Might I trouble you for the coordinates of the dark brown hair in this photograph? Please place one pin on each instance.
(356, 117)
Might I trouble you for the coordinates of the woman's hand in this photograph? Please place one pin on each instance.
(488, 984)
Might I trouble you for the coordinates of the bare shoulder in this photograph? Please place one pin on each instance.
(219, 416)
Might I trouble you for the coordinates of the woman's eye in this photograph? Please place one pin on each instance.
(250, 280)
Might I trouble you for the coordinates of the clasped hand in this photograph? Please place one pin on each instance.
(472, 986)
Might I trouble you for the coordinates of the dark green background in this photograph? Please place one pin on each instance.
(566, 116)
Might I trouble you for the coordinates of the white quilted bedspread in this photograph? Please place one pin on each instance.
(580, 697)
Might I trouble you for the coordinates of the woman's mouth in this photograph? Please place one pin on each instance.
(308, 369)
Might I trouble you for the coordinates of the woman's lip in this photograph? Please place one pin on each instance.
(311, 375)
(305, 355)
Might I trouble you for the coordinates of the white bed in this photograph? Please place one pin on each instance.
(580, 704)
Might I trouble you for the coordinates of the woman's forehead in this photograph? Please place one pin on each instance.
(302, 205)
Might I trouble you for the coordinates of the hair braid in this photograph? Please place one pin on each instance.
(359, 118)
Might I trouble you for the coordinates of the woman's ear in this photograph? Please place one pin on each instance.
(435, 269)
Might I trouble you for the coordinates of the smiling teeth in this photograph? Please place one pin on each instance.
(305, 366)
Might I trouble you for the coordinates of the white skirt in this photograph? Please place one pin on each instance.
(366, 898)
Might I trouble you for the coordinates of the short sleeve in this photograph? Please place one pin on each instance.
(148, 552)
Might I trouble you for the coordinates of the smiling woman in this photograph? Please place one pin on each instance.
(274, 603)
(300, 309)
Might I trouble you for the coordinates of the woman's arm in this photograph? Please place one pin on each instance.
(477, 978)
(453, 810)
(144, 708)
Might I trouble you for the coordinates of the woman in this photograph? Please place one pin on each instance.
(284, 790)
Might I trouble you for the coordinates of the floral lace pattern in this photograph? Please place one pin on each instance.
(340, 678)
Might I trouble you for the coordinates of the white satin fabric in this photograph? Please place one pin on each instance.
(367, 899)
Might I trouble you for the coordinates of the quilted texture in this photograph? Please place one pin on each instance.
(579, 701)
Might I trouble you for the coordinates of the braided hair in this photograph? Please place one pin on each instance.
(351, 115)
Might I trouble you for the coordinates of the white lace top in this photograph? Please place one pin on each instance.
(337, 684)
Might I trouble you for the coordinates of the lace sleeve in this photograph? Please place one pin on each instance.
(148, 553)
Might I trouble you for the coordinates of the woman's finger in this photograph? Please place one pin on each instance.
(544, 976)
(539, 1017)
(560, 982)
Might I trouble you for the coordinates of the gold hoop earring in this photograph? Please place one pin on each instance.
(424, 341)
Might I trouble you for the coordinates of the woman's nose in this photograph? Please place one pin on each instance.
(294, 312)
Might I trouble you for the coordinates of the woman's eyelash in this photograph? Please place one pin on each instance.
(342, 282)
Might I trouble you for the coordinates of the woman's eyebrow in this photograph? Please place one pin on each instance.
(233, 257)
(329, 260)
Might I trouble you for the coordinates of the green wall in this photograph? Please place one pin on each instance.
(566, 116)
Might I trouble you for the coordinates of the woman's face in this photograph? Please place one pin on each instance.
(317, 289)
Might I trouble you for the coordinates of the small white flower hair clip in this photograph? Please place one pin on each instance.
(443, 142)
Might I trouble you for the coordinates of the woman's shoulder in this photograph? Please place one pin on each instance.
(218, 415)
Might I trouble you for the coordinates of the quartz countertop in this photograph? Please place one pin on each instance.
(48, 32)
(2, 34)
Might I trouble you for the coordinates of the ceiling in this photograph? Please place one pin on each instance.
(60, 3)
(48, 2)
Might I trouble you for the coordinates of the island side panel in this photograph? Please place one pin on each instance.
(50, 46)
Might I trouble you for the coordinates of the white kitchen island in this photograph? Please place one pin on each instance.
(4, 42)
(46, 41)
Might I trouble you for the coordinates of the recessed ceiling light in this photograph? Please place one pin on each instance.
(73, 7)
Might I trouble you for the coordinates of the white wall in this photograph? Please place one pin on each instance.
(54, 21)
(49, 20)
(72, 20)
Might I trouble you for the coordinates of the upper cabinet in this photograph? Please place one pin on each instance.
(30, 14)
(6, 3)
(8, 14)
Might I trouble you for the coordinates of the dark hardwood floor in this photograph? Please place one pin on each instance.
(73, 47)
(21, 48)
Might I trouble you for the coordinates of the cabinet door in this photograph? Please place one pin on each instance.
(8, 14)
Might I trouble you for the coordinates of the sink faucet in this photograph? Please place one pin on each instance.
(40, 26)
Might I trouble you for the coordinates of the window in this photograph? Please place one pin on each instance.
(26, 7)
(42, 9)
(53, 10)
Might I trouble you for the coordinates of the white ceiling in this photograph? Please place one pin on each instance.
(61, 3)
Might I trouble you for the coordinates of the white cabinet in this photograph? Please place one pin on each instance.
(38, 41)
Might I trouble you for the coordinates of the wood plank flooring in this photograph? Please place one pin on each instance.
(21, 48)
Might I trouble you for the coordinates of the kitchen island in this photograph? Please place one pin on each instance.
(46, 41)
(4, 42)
_ _ _ _ _ _ _
▸ **Work request**:
Write the material above out again, exactly as it reads.

▸ **Solved exercise**:
Might I trouble you for the coordinates of the dark brown hair in this photograph? Please place one pin on each instance.
(356, 117)
Might I trouble you for the coordinates of the woman's hand in this photograph? Please place one pin on each instance.
(488, 984)
Might I trouble you for the coordinates of the bare shoulder in this photograph? Please place one pin on each instance.
(219, 416)
Might I trouble you for the coordinates of the woman's eye in this photograph? Please place one pin on each instance.
(250, 280)
Might I trouble you for the coordinates of the clasped hand in this photograph? Please place one pin on each instance.
(472, 986)
Might I trouble you for the coordinates of the dark green background in this photograph? Please place one pin on each instance.
(566, 116)
Might I trouble you for the coordinates of the white quilted bedspread in this photograph? Please place one pin on each instance.
(580, 697)
Might I trouble you for the coordinates of the woman's mouth in this photograph? Please place one pin on each instance.
(308, 369)
Might I trouble you for the coordinates of the woman's lip in this photograph? Please place one pin on each instance.
(311, 375)
(305, 355)
Might I trouble you for the coordinates of the white bed in this photograph? Please place one pin on each instance.
(580, 704)
Might I trouble you for the coordinates of the woman's forehead in this photograph? Please place one pin on each instance.
(302, 205)
Might I trouble you for the coordinates of the hair braid in this photograph? Please place one pin on each instance.
(359, 118)
Might I trouble you for the coordinates of the woman's ear in this photograph? Please place one pin on each instance.
(435, 269)
Might I trouble you for the coordinates of the smiling teeth in this photograph? Please place one pin on each instance.
(305, 366)
Might I trouble you for the coordinates of the white skirt in this photograph? Please place one pin on each instance.
(366, 898)
Might I trouble you for the coordinates of the short sleeve in this photograph? Please place one pin on each instance.
(148, 552)
Might I trouble you for the coordinates of the smiling woman in this photograph? Please place one pin on each instance.
(274, 603)
(300, 309)
Might I trouble you for the coordinates of the woman's arm in this photograph? Please place one pin on each instance.
(477, 978)
(453, 810)
(144, 708)
Might I trouble you for the coordinates of the woman in this photograph? Please place one pin on each instance.
(284, 790)
Might I trouble you for the coordinates of the floral lace pattern in this photograph? Please place one pin on each instance.
(340, 678)
Might I trouble you for the coordinates of the white satin fabric in this photograph? Please place one pin on each instance.
(367, 899)
Might I trouble you for the coordinates of the quilted texture in this photograph? Please place one pin on each instance.
(579, 701)
Might I trouble you for the coordinates of the braided hair in this photograph? Please place one pin on each instance.
(351, 115)
Might I trouble you for the coordinates of the white lace top in this photograph? Please place one pin on each instance.
(337, 684)
Might I trouble you for the coordinates of the lace sleeve in this photograph? Please place one pin on each instance.
(148, 553)
Might I trouble you for the coordinates of the woman's finger in this photograph? Please place one pin on each instance.
(544, 976)
(539, 1017)
(560, 982)
Might I trouble you for the coordinates of the gold hoop earring in this photograph? Please place one pin on each instance.
(424, 341)
Might I trouble you for the coordinates of the woman's nose in this photograph? Please place one pin on each instance.
(294, 312)
Might I trouble you for the coordinates of the woman's eyelash in this photograph? Please place one pin on each instance.
(342, 282)
Might I trouble you for the coordinates of the woman's eyebrow in this photograph? Please place one pin on each instance.
(233, 257)
(329, 260)
Might I trouble you for the coordinates of the green wall in this photograph? Please place one pin on each instance.
(566, 116)
Might I trouble you for the coordinates of the woman's face in this photograph? Please place one pin on each instance.
(317, 289)
Might I trouble you for the coordinates of the small white flower hair clip in this photograph? Please place one pin on each instance.
(443, 142)
Might I trouble you for the coordinates of the woman's shoulder in this photograph? Please place one pin on each instance.
(218, 415)
Might I trouble you for the coordinates of the quartz countertop in this photograph? Please place one pin on each instance.
(48, 32)
(2, 34)
Might I trouble you for the coordinates of the ceiling in this photograph? Please place one pin on each instance.
(60, 3)
(48, 2)
Might I trouble you for the coordinates of the island side panel in this photograph? Please place one pin on each instance.
(50, 46)
Might I trouble you for the coordinates of the white kitchen island in this photograph? Please place one pin on each instance.
(4, 42)
(46, 41)
Might I trouble you for the coordinates of the recessed ceiling light in this photograph? Please place one pin on each instance.
(73, 7)
Might I trouble you for the coordinates of the white wall in this photograph? Please place one pin on each instance.
(54, 21)
(49, 20)
(72, 20)
Might I trouble you for the coordinates of the upper cabinet in this photograph? Please place one pin on each instance.
(30, 14)
(6, 3)
(8, 14)
Might I trouble you for the coordinates of the dark hardwood floor in this photograph? Please place one pin on each instance.
(73, 47)
(21, 48)
Might I trouble you for the coordinates of the cabinet door in this photograph? Please place one pin on each instance.
(8, 14)
Might I trouble you for the coordinates of the sink faucet in this photograph? Please place one pin on each instance.
(40, 26)
Might I trouble you for the coordinates of the window in this photograph? Please place one pin on each instance.
(26, 7)
(42, 9)
(53, 10)
Might I trouble you for the coordinates of the white ceiling in this photograph? Please place one pin on each instance.
(61, 3)
Might I trouble you for the coordinates of the white cabinet in this photograph? Please place one pin on each instance.
(38, 41)
Might I trouble you for the coordinates of the wood plank flooring in this photograph? Please place one pin on each instance.
(21, 48)
Might I trouble you for the coordinates of the kitchen island in this photograph? Please place one pin on each instance.
(46, 41)
(4, 42)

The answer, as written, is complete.